Keep the wording of every entry intact in your copy, and omit the pictures.

=== Supplied records ===
——

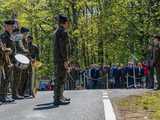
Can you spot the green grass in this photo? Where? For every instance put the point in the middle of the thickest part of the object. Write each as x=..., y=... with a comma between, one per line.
x=149, y=103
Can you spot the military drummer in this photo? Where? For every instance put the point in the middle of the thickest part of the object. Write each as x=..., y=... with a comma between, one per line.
x=60, y=60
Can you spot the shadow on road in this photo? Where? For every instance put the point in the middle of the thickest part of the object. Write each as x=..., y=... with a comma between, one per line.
x=45, y=106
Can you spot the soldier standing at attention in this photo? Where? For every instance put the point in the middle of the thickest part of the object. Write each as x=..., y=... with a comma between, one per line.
x=156, y=57
x=6, y=44
x=60, y=60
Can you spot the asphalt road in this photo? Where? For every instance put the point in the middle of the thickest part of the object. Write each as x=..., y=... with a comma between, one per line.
x=85, y=105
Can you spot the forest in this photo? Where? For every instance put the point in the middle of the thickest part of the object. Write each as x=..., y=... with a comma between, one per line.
x=101, y=31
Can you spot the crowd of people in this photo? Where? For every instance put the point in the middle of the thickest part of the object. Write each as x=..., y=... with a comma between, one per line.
x=145, y=74
x=17, y=56
x=112, y=76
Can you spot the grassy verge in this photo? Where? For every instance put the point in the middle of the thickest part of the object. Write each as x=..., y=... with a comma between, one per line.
x=144, y=107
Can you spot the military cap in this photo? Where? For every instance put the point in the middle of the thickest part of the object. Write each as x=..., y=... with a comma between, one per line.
x=30, y=37
x=23, y=30
x=61, y=18
x=9, y=22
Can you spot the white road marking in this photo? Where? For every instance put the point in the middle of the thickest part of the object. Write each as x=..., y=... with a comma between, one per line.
x=108, y=109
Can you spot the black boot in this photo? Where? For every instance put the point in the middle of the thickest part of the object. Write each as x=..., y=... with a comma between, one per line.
x=61, y=102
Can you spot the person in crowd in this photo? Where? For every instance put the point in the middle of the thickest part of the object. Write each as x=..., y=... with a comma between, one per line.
x=94, y=77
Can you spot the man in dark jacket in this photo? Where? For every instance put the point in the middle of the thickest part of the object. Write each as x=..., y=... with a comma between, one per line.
x=60, y=60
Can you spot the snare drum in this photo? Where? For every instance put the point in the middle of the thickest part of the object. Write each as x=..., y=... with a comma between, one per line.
x=22, y=61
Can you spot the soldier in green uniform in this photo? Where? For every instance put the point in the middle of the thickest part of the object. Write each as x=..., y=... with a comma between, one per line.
x=60, y=60
x=19, y=49
x=25, y=73
x=6, y=43
x=156, y=57
x=33, y=55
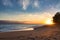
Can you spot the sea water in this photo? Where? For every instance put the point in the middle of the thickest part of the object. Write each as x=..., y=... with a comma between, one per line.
x=16, y=27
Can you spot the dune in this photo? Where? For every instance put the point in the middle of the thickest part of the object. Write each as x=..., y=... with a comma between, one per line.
x=46, y=32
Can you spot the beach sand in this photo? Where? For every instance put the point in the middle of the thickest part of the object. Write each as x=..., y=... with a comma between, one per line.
x=47, y=32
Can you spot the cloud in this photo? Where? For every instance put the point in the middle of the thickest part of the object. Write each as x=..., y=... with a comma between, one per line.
x=7, y=2
x=36, y=4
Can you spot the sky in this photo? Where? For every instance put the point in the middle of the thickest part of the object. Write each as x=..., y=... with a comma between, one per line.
x=34, y=11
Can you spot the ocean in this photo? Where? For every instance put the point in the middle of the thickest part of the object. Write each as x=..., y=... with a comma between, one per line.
x=16, y=27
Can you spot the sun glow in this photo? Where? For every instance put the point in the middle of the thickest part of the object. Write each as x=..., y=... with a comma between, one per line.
x=49, y=21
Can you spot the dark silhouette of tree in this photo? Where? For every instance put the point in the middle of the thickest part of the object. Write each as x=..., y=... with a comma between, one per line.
x=56, y=18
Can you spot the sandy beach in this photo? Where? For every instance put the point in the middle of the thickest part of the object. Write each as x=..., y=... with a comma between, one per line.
x=41, y=33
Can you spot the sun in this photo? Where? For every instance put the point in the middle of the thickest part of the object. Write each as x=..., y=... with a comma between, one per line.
x=49, y=21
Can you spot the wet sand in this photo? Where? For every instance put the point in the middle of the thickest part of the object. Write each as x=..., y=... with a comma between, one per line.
x=47, y=32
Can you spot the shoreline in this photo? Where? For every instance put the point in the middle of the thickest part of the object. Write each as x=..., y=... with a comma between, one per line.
x=42, y=33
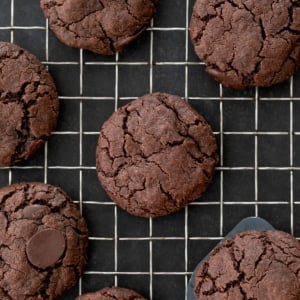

——

=== Solution to this task ===
Can you spot the green grass in this photo? Where? For every instance put the point in the middle of the thickest part of the object. Write each as x=..., y=... with a comma between, one per line.
x=149, y=103
Can you spot the military drummer in this photo? Where? For every instance put the point in the middle of the thickest part of the object. Write each as x=..., y=... with a comma between, one per line.
x=60, y=60
Can you spot the shadow on road in this photo? Where? For every instance put the point in the middle of the thickest part of the object. Write each as x=..., y=... with a comma between, one per line.
x=45, y=106
Can you spot the soldier standing at attention in this photo? Where? For every instance put the point in the middle of the thickest part of the object. Write each as x=..., y=... with a comma between, one per line.
x=156, y=57
x=6, y=44
x=60, y=60
Can you spot the asphalt road in this photo? Where? For every instance put the point in the middle of the thickest part of the object. Write each as x=..., y=... with a comma between, one per line.
x=85, y=105
Can you spot the forest in this photo? Where? For every instance put the point in the middle of the thickest part of the object. Write each as x=..., y=... with a comma between, one per line.
x=101, y=31
Can you spot the crowd of people in this photo? Where? For every instance put the point in the middle of the thickest part of the object. Write each as x=..., y=... with a comma between, one per line.
x=145, y=74
x=17, y=56
x=112, y=76
Can you spot the grassy verge in this photo? Where? For every instance put the point in the middle of the thickest part of the object. Write each as x=..., y=... with a comma between, one per line.
x=144, y=107
Can you spot the military cap in this photo? Where? For every instance put the point in the middle of the thickest part of the object. Write each as x=..., y=... with a comma between, one per line.
x=30, y=37
x=23, y=30
x=61, y=18
x=9, y=22
Can you spot the white road marking in this photo? Where? For every instance put the point in the middle of the thickest part of the object. Write each as x=..., y=... with a comma between, one per line.
x=108, y=109
Can you spot the black boot in this photo? Where? For every instance put the point in the middle of the thickest part of the object. Write each as x=..., y=... with a comma between, one per line.
x=61, y=102
Can you spot the person in crowd in this photo? Where? For every instance put the point in the middle of the thickest part of the object. Write each as x=..., y=... with a comma between, one per line.
x=94, y=77
Can you spot the man in dark jacket in this photo? Where? For every instance put the point in the middle of the thickest part of the object. Write each as x=..., y=... with a comma between, one per line.
x=60, y=60
Can you spot the snare drum in this photo? Where? For every instance put the point in the middle of the thickest part of the object. Write each as x=..., y=... with a comma between, one per line.
x=22, y=61
Can you spot the soldier in green uniform in this photo? Where? For every instance put the point in the middle of the thickest part of the object. Write each as x=..., y=... with a comma between, one per line.
x=60, y=60
x=19, y=49
x=25, y=73
x=6, y=43
x=156, y=57
x=33, y=55
Can you spot the sea water in this photo? Where? For every instance put the point in the middle of the thickest part of the object. Write each as x=..., y=... with a comma between, one per line.
x=16, y=27
Can you spot the dune in this photo? Where? For every instance put the point in the middle of the thickest part of the object. Write each as x=..., y=... with a comma between, one per line.
x=46, y=32
Can you spot the beach sand in this photo? Where? For every instance put the point in the middle of the thickest part of the object. Write each as x=..., y=... with a comma between, one per line.
x=47, y=32
Can you spot the cloud in this photo? Where? For every instance put the point in the middle of the thickest part of the object. Write each as x=..., y=... with a comma between, one per line.
x=7, y=2
x=36, y=4
Can you spot the sky in this photo? Where? For every instance put the point in the middle of the thickest part of the object. Write each as x=..., y=... with a comma between, one per line.
x=34, y=11
Can you spot the ocean in this photo? Where? For every instance put the point in the middle of the thickest part of the object. Write each as x=..., y=... with a comma between, one per line.
x=16, y=27
Can you spot the sun glow in this photo? Where? For every instance put the point in the middle of the thickest part of the object. Write each as x=..., y=... with a comma between, one per line.
x=49, y=21
Can you spot the dark silhouette of tree in this photo? Where? For every instance put the point in the middle of the thickest part of the object. Write each as x=..., y=... with a comma between, one per line.
x=56, y=18
Can you spot the sandy beach in this photo? Where? For every instance put the point in the middle of the thickest part of the object. Write each as x=..., y=... with a comma between, one per line.
x=41, y=33
Can you spot the sun in this photo? Where? For every instance put the point in the middle of the thickest part of the object. Write each as x=..., y=... with a comma between, one per line.
x=49, y=21
Can you spot the wet sand in this photo? Where? For every instance put the point in the middle of the thickest part of the object. Write each as x=..., y=... with a comma between, one per line.
x=47, y=32
Can you spot the shoreline in this photo? Where? For every instance put the point in the middle of the thickest part of the object. Write each as x=..., y=... with a comma between, one per line.
x=42, y=33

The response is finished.